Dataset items
>> Begin

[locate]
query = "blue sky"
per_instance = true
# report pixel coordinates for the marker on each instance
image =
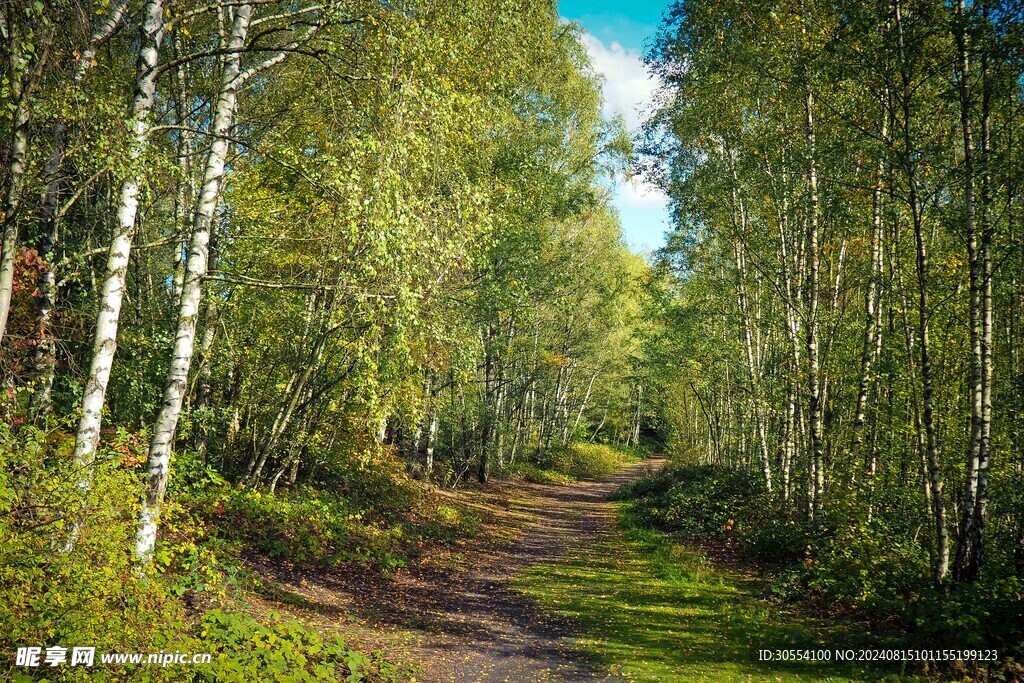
(615, 34)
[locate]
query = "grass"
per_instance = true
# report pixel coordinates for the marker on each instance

>> End

:: Challenge ::
Reproduce every one of these lines in full, increasing each pixel coordinate in the answers by 135. Omit the pictures.

:: Task result ::
[locate]
query = "blue sky"
per_instance = true
# report pixel coordinates for the marker on each instance
image =
(750, 169)
[locate]
query = "grass"
per_instance = true
# report pixel coordinates for the marker on each instance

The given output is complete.